### Task to complete
Put the material from its first line through the line containing "<point>108,681</point>" into a Markdown table with the columns Row and Line. Number each row and leave out blank lines.

▬▬▬▬▬▬▬▬▬▬

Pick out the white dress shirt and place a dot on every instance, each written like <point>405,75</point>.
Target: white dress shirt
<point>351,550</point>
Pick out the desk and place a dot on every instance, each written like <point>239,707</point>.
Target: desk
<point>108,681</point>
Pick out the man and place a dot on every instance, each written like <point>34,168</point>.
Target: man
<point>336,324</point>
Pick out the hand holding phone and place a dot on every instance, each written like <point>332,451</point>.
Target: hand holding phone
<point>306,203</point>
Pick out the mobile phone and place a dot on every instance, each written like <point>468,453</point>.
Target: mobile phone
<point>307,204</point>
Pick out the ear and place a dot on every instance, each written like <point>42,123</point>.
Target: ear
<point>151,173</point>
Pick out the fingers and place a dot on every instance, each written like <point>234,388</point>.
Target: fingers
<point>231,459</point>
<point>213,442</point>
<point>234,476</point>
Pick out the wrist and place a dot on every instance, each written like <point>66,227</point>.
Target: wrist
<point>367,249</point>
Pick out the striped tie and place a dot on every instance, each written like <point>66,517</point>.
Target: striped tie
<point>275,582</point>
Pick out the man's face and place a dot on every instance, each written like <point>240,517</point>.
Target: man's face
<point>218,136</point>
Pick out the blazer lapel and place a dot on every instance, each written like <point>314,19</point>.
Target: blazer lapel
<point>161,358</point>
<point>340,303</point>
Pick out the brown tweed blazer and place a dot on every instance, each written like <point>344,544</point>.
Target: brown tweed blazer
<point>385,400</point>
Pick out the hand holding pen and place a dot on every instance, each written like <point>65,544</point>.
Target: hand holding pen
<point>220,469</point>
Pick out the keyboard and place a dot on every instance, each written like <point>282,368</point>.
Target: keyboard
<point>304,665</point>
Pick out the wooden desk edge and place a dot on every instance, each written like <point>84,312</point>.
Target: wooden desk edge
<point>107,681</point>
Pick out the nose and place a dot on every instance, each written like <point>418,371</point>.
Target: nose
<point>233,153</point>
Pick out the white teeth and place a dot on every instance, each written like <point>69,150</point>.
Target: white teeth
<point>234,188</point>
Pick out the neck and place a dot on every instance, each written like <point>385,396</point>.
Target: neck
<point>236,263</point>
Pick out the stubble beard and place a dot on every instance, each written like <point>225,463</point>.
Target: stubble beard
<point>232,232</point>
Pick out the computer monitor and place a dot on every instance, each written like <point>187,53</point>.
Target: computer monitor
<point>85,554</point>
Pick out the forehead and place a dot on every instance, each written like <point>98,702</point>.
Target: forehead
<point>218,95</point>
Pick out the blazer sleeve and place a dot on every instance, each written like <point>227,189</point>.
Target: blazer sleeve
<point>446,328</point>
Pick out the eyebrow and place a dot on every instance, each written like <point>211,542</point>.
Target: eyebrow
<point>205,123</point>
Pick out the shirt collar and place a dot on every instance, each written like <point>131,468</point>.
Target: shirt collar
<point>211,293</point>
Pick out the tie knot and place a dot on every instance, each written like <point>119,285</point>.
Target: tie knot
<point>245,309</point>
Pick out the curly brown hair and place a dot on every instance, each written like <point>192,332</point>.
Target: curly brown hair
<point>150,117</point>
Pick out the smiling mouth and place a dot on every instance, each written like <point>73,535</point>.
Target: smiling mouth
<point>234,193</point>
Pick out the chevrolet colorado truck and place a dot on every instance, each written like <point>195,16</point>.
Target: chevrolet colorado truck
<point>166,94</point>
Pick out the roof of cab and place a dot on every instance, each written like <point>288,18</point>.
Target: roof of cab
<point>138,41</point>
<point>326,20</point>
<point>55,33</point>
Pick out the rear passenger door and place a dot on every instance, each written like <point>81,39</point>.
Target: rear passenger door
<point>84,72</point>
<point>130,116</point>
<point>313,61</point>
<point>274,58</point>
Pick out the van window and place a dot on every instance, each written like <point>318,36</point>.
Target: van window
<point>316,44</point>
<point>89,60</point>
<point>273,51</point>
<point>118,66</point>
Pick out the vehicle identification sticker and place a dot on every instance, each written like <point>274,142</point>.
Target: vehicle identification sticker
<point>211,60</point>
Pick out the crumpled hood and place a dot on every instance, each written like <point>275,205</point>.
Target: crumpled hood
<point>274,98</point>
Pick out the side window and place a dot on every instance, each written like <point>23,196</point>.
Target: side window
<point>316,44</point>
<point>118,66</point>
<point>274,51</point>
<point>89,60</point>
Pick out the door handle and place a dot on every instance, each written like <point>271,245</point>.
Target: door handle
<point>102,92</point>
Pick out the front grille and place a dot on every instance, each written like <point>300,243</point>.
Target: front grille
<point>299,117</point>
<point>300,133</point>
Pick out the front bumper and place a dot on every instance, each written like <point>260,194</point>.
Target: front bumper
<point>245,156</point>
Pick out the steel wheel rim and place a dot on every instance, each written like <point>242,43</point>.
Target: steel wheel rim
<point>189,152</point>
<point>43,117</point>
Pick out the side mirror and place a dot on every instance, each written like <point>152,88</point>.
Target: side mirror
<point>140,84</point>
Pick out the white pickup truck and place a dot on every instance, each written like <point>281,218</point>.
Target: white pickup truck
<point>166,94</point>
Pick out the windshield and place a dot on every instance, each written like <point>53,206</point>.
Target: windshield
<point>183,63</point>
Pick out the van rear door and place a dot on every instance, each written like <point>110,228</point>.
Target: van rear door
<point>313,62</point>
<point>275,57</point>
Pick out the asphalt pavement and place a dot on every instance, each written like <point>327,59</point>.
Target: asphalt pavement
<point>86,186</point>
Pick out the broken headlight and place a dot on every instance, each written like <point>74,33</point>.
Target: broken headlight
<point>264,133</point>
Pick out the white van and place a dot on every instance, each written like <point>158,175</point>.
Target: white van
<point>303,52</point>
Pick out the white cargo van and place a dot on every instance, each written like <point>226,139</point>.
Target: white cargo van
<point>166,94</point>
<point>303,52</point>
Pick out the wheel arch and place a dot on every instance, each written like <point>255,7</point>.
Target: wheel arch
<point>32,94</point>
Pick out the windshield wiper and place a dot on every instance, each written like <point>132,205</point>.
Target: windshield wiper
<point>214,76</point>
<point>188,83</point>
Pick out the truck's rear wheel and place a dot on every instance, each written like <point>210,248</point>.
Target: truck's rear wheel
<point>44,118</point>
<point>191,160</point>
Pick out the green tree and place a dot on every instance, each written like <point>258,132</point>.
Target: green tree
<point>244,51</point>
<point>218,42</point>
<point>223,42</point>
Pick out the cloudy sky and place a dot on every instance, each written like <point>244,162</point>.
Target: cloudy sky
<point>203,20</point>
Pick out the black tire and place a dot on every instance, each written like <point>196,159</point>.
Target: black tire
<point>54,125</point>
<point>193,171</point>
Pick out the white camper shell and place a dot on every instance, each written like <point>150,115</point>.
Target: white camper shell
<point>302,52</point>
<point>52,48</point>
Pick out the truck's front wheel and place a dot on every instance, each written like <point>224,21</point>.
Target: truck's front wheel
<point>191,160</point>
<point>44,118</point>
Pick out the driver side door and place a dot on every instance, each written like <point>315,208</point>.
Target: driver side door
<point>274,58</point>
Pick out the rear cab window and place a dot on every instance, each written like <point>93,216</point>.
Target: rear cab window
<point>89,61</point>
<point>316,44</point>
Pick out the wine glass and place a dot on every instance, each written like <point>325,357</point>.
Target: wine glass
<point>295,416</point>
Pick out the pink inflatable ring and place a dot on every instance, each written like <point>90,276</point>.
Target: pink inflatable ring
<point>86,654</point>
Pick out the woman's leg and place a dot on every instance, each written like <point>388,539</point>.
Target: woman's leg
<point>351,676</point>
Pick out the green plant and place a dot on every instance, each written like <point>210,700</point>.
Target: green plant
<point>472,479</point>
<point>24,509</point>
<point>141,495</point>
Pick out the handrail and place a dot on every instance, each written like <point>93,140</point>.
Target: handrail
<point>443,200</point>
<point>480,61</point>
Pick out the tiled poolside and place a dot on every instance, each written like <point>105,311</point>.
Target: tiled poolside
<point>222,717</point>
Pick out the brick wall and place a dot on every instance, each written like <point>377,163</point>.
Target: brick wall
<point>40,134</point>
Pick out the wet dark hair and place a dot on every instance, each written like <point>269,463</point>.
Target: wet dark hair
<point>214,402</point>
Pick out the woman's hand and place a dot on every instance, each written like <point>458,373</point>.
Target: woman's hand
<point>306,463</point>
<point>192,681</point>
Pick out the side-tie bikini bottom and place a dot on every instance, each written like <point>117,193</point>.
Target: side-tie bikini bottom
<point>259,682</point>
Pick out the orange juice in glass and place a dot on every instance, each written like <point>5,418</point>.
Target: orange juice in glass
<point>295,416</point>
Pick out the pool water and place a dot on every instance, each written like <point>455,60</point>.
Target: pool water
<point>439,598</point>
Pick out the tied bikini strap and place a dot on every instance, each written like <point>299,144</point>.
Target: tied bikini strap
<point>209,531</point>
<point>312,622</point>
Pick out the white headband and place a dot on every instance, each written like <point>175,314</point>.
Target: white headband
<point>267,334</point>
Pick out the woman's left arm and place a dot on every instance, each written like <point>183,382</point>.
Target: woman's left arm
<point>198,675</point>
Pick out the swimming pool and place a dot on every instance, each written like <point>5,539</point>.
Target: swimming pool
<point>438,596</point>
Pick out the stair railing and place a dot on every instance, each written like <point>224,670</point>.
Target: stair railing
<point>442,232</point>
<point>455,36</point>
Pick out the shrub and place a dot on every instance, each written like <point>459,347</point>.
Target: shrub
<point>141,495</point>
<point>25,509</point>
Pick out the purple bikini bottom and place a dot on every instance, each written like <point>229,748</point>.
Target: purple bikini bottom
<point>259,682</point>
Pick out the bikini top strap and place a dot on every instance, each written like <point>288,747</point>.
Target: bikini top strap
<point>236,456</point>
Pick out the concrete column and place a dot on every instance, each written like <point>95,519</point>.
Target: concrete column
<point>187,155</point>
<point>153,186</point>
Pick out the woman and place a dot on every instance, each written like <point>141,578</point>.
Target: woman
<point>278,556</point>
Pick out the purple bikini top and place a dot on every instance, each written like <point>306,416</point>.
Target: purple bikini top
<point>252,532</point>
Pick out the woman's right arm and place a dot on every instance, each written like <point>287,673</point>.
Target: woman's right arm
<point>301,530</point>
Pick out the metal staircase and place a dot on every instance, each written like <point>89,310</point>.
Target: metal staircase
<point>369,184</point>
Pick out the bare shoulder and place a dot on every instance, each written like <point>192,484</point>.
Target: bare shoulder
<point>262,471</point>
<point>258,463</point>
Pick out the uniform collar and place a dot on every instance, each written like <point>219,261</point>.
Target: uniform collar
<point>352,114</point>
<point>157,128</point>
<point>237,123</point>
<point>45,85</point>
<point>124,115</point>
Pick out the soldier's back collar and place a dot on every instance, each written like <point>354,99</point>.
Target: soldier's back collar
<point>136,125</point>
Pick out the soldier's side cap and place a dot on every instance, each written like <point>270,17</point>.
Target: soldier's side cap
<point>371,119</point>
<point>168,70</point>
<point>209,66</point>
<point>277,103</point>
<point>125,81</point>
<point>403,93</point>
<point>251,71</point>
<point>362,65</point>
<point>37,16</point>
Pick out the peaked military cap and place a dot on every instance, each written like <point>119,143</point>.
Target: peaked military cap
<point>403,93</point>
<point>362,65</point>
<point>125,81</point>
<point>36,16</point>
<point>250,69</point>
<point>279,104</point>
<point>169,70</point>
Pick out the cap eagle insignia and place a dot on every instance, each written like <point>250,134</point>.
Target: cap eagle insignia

▬▬▬▬▬▬▬▬▬▬

### Result below
| Row | Line |
|---|---|
| 1 | Pick out the white dress shirt and place a dot on every instance, each written like <point>405,75</point>. |
| 2 | Target: white dress shirt |
| 3 | <point>351,550</point> |
| 4 | Pick out the desk and place a dot on every instance, each written like <point>239,707</point>. |
| 5 | Target: desk |
| 6 | <point>108,681</point> |